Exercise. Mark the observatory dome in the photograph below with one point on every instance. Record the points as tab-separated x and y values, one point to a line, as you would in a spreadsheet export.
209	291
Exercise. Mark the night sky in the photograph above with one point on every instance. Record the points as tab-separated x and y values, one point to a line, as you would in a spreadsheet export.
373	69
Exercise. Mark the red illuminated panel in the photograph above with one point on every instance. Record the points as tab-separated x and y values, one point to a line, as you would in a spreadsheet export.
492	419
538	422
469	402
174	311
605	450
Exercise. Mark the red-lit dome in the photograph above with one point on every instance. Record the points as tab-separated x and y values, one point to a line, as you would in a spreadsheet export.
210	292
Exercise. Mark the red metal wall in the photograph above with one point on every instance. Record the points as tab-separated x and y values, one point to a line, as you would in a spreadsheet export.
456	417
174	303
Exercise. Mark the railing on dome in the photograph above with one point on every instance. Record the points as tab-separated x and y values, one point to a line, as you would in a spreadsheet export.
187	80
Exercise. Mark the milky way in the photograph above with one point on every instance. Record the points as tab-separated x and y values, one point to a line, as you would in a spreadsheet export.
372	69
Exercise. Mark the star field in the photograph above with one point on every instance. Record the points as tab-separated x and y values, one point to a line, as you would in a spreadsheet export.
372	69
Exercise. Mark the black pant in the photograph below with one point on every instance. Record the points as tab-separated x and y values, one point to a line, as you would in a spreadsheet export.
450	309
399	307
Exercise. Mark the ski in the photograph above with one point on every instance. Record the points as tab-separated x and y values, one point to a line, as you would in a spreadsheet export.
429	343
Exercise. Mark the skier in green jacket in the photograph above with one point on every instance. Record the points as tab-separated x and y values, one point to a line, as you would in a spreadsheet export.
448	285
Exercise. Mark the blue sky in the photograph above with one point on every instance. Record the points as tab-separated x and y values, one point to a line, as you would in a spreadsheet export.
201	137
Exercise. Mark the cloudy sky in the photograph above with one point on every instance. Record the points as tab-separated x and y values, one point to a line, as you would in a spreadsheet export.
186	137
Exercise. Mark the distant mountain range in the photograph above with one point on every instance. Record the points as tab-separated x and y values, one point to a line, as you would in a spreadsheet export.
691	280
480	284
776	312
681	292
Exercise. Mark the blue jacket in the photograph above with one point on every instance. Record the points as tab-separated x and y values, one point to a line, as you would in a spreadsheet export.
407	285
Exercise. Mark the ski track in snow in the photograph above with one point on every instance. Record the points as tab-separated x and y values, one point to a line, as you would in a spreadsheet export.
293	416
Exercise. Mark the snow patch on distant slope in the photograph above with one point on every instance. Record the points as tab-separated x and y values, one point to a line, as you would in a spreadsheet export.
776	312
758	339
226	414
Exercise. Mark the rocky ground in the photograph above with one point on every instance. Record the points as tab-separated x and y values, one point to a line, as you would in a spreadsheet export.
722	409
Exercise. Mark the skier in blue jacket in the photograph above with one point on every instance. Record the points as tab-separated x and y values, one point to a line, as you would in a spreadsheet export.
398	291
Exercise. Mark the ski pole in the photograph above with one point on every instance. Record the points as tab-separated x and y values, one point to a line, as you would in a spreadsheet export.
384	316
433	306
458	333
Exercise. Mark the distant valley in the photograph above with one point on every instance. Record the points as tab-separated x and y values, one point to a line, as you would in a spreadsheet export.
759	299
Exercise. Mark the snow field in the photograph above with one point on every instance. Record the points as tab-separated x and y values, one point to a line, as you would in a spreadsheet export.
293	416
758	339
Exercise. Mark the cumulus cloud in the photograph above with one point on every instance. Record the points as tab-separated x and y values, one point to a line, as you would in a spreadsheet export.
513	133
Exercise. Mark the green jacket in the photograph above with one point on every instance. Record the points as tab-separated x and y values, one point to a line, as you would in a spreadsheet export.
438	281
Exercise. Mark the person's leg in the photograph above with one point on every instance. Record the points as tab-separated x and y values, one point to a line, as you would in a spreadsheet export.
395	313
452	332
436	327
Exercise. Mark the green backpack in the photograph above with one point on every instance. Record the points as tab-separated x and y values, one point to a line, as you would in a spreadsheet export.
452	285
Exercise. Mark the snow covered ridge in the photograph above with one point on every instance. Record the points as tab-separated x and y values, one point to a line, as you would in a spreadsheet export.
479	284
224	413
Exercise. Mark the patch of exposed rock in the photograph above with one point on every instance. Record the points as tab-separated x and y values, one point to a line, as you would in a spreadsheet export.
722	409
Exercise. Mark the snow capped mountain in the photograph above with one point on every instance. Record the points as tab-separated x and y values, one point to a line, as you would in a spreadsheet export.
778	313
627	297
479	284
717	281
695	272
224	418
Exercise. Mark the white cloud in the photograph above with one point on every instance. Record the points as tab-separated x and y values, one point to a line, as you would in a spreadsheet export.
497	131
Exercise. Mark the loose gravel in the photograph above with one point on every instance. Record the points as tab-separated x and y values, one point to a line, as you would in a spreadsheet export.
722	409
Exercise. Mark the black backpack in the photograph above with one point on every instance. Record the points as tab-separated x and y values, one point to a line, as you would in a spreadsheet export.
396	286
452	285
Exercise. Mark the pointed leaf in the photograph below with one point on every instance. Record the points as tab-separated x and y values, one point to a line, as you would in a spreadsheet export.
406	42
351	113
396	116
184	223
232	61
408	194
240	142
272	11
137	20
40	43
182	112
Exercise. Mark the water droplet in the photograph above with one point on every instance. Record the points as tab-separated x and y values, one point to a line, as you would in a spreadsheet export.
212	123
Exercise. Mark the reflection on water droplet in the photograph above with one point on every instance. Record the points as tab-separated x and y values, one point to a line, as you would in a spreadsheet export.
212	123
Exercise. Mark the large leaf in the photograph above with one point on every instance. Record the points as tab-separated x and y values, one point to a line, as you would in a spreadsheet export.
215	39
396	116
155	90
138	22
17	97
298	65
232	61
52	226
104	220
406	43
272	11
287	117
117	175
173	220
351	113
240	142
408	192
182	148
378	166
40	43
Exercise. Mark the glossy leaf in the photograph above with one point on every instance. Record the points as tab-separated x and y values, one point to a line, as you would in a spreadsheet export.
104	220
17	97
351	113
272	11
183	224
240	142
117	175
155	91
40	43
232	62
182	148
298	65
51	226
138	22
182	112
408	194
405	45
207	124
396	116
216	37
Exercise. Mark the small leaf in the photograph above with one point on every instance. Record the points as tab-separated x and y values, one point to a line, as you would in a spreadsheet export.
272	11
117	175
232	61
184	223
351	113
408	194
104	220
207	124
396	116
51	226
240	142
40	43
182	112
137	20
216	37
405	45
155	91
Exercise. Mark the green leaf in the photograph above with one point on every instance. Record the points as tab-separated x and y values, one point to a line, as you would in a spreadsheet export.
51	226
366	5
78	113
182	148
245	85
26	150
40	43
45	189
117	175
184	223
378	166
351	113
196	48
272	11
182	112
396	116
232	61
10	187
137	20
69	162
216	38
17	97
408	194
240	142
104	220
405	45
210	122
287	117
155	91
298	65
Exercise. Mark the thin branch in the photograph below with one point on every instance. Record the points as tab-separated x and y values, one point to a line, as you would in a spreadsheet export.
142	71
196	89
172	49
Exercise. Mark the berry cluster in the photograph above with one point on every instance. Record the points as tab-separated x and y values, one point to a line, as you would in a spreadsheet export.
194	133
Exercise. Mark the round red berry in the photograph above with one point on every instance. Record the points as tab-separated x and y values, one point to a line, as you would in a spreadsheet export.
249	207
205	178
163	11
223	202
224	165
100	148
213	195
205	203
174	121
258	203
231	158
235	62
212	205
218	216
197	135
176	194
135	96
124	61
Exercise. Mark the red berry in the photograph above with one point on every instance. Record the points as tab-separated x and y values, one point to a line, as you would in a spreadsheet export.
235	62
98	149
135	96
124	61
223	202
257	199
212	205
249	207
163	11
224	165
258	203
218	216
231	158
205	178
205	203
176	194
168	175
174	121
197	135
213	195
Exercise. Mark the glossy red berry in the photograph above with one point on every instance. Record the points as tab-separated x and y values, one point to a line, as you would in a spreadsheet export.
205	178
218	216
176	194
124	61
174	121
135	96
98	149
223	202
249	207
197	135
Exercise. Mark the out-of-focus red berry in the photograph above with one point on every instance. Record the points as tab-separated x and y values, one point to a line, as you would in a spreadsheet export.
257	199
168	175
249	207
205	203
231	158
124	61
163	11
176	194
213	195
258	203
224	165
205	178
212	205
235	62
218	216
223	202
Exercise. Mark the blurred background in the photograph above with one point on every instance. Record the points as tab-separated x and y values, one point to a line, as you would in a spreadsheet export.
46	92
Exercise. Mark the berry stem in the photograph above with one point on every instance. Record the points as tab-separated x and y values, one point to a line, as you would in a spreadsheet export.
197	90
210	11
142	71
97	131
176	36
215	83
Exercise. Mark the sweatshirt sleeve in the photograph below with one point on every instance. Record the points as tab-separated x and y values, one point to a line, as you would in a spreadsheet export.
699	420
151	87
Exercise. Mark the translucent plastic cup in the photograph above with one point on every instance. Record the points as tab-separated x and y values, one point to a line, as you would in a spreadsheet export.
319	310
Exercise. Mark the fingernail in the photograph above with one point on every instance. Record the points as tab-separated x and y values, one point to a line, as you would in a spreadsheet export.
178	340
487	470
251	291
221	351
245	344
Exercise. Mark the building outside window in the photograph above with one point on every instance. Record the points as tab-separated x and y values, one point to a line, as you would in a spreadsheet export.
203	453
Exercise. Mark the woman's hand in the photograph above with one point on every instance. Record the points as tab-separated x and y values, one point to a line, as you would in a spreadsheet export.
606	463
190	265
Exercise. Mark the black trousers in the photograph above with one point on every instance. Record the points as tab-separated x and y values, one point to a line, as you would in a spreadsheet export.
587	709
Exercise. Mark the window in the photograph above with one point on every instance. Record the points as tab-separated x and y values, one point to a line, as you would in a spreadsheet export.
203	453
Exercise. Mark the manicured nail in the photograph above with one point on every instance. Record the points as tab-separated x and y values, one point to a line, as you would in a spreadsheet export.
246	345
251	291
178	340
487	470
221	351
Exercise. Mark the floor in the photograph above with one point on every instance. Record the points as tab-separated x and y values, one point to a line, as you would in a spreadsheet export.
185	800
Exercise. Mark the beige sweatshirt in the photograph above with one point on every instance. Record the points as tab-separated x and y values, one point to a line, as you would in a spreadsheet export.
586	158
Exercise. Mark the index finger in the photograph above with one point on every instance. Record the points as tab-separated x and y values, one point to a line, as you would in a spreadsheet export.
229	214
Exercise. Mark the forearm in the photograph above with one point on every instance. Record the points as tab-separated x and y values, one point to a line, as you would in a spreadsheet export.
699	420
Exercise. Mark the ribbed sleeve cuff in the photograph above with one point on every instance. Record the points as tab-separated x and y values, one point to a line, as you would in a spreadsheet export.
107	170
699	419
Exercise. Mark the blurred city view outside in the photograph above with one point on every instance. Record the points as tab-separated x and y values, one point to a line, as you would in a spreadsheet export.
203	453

Task goal: Everything from the line containing "Exercise. Mark the ribbed" to the final line of the entries above should be output exactly, and nothing more.

Final answer:
Exercise. Mark the ribbed sleeve cuff in the photograph above with one point on every instance. Record the points as tab-separated x and y values, one point to a line, as you would in a spreadsheet export.
107	170
699	419
Exercise. Mark the blurred city view outside in the photograph above with one point on every instance. Record the points as tab-separated x and y values, one point to a line, as you would in a spreadsheet export.
203	453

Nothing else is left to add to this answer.